Request
Format the records below as a JSON list of strings, one string per line, with blank lines omitted. Leave the pictures out.

-- begin Material for the task --

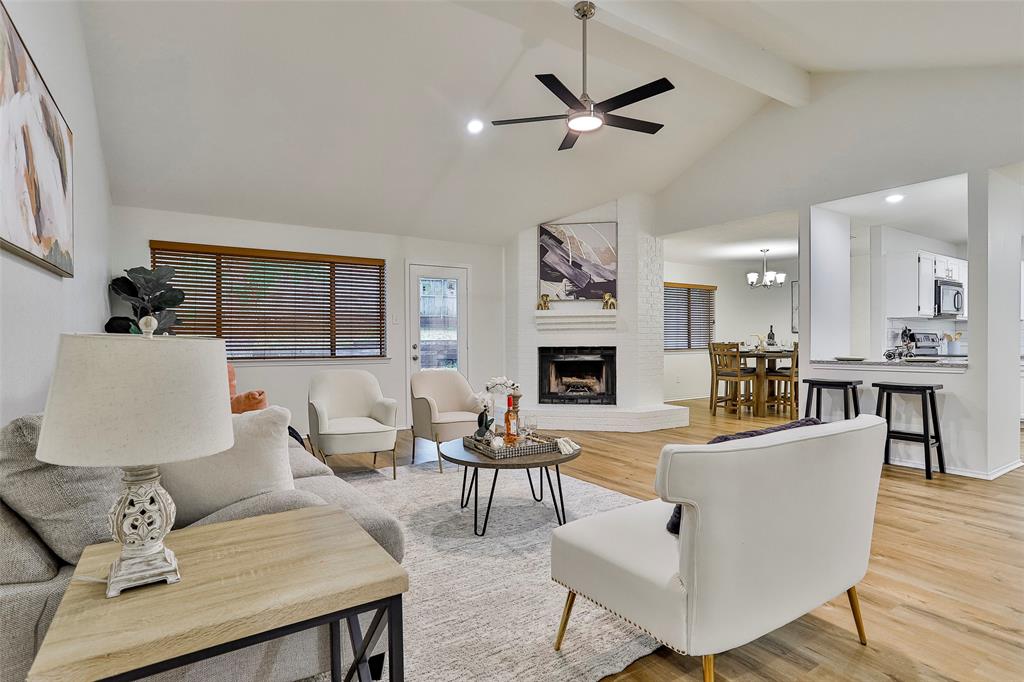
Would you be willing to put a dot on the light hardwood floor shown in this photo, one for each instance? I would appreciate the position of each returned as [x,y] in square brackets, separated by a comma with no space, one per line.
[943,598]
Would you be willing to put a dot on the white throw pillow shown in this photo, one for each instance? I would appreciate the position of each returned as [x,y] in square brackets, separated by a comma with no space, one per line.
[257,463]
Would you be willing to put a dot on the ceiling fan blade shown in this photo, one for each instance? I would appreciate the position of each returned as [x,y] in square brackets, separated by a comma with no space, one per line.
[562,92]
[634,95]
[632,124]
[570,137]
[506,122]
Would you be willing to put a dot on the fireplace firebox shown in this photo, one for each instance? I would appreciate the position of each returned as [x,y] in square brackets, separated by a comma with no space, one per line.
[578,375]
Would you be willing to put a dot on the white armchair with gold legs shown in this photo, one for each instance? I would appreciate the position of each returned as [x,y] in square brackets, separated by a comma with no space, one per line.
[444,408]
[773,526]
[348,414]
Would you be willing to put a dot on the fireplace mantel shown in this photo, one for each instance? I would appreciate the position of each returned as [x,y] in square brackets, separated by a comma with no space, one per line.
[572,316]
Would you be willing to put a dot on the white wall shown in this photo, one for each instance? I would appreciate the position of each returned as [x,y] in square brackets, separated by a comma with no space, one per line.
[832,295]
[287,382]
[739,313]
[35,304]
[863,132]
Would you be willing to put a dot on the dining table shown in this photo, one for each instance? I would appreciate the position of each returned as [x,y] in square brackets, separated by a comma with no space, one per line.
[766,360]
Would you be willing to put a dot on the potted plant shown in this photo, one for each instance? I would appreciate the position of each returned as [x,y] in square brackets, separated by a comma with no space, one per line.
[148,293]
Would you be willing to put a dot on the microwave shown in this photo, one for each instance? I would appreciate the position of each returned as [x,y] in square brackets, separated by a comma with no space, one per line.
[948,298]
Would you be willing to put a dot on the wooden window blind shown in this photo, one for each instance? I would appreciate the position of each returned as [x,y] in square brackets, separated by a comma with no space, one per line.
[689,315]
[279,304]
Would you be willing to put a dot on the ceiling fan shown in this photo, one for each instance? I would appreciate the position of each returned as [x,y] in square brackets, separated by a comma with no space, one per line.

-- end Material for the task --

Solved problem
[
  "Would you be willing to put a dot on the light hardwood floor shown in this photo, one for each instance? I would appreciate the position of each returned as [x,y] in square brackets, separated by a comma with no space, one per line.",
  "[943,598]",
  "Would you be willing to put a dot on the white throw pillow shown in this photo, one for each instance? I would appreciate the position of each returned as [x,y] in square brackets, separated by a comma with no space, one per line.",
  "[257,463]",
  "Would you be willing to put a dot on the ceiling fan blade shown in this photo, one for each instance? I would appreciate the position of each returned as [x,y] in square brackets, separated by a comma with no space, one per line.",
  "[562,92]",
  "[634,95]",
  "[632,124]",
  "[570,137]",
  "[506,122]",
  "Would you be willing to put a dot on the fireplace firebox shown in this photo, one for each instance? I would appreciate the position of each returned as [x,y] in square brackets, separated by a comma with no space, one per line.",
  "[578,375]",
  "Would you be willing to put a dot on the white armchair with gold legs shown in this photo, one for each instance? I would appreciate the position of each returned as [x,y] in square brackets, separated by a comma with no space, one per line.",
  "[444,408]",
  "[773,526]",
  "[348,414]",
  "Would you be willing to put a dot on the fireplace mantel shown in this photo, one for each instance? I would appreciate the position of each returned as [x,y] in square brackets, separated by a comma with no space, one per line.",
  "[572,316]",
  "Would you be willing to put a dot on the white wall shown in this photo, one for each instance? I would appreciate the position of each returned as [x,y] in square brackets, separated by a comma with no space, one per line.",
  "[832,295]",
  "[287,382]",
  "[739,313]",
  "[35,304]",
  "[863,132]",
  "Would you be willing to put a dot on the dining table shown in this photo, one for each instance? I would appreciate the position of each returned as [x,y] in square brackets, separated by a comma with no space, one per line.",
  "[766,360]",
  "Would you be willing to put a dot on the potted plant shown in this photo, one for each instance? I would appreciate the position of each returned as [x,y] in square brackets, separated by a comma with no space, one per line.",
  "[148,293]",
  "Would you be willing to put a dot on the microwave shown in this photo, one for each instance? I would appreciate the position of each returned as [x,y] in square brackets, separated by a comma with no space, one per line.",
  "[948,298]",
  "Would you be willing to put a dot on the wooden window blind shown in this photo, one for each instance? I would appreciate the position of each returned as [x,y] in square brackets, separated by a comma with no space, one per line.",
  "[689,315]",
  "[279,304]",
  "Would you be willing to put a dot on the ceiling fan shown in this photo, one for each instance? I would appreciate the position of each returned as [x,y] in square brackets, separated by a comma with no space, one per line."
]